In the listing below, find each line holding "reeds" and copy it.
▬▬▬▬▬▬
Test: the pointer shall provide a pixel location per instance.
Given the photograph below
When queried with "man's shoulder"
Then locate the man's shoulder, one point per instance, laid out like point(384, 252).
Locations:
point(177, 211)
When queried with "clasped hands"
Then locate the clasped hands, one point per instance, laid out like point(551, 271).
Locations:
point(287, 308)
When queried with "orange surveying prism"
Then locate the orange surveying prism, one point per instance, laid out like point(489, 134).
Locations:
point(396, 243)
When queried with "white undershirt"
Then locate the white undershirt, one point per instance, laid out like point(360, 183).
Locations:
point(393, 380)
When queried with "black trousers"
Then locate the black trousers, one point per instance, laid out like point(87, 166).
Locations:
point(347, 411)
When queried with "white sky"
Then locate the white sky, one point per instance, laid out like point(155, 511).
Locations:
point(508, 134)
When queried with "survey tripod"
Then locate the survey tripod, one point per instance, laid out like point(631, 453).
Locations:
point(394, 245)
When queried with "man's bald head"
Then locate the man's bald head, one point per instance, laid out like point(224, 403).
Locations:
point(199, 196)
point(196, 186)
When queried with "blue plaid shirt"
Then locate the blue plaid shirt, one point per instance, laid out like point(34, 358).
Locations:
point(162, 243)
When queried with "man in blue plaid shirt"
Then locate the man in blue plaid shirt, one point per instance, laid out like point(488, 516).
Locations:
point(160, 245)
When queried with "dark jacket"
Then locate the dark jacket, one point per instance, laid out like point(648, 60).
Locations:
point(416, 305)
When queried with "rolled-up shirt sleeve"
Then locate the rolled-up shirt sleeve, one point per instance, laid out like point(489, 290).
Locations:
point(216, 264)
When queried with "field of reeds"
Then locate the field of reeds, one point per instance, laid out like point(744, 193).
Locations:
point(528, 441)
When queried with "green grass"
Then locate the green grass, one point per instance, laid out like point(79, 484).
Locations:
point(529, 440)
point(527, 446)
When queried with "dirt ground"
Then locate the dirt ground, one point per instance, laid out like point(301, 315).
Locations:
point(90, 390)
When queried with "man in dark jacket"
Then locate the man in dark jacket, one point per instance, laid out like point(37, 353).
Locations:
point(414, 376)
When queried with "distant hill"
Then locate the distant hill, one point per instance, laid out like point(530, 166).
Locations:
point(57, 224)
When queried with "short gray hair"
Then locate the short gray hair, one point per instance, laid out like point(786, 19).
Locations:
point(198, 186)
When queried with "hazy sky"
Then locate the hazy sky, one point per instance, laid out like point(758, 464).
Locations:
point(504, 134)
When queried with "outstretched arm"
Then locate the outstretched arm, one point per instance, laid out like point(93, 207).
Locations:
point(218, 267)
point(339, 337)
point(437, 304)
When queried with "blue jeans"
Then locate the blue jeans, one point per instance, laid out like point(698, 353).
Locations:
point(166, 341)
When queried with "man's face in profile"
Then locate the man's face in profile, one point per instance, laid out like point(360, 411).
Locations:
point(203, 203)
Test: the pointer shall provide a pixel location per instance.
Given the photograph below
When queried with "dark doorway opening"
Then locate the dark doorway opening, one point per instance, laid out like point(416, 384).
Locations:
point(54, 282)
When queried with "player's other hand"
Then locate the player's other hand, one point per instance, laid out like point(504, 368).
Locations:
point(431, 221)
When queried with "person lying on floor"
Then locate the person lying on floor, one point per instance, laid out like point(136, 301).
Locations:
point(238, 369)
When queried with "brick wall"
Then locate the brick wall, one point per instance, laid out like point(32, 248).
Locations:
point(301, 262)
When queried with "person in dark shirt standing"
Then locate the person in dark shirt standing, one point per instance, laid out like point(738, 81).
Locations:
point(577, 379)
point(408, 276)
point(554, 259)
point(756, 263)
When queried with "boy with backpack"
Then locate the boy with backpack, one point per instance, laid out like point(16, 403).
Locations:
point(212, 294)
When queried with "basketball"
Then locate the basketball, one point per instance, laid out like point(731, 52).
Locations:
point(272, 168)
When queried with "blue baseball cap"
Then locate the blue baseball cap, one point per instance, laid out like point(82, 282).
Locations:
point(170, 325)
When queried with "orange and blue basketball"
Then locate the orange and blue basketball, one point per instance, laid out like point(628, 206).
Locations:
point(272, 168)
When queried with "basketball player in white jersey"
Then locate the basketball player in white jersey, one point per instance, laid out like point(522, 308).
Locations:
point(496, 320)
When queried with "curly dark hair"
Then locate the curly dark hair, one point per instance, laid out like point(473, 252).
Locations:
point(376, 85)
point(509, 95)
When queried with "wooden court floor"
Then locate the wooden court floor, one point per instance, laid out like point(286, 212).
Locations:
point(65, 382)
▬▬▬▬▬▬
--- Reply to the task ---
When queried with "field of reeds"
Then locate the field of reeds, one point per instance, laid out like point(744, 193).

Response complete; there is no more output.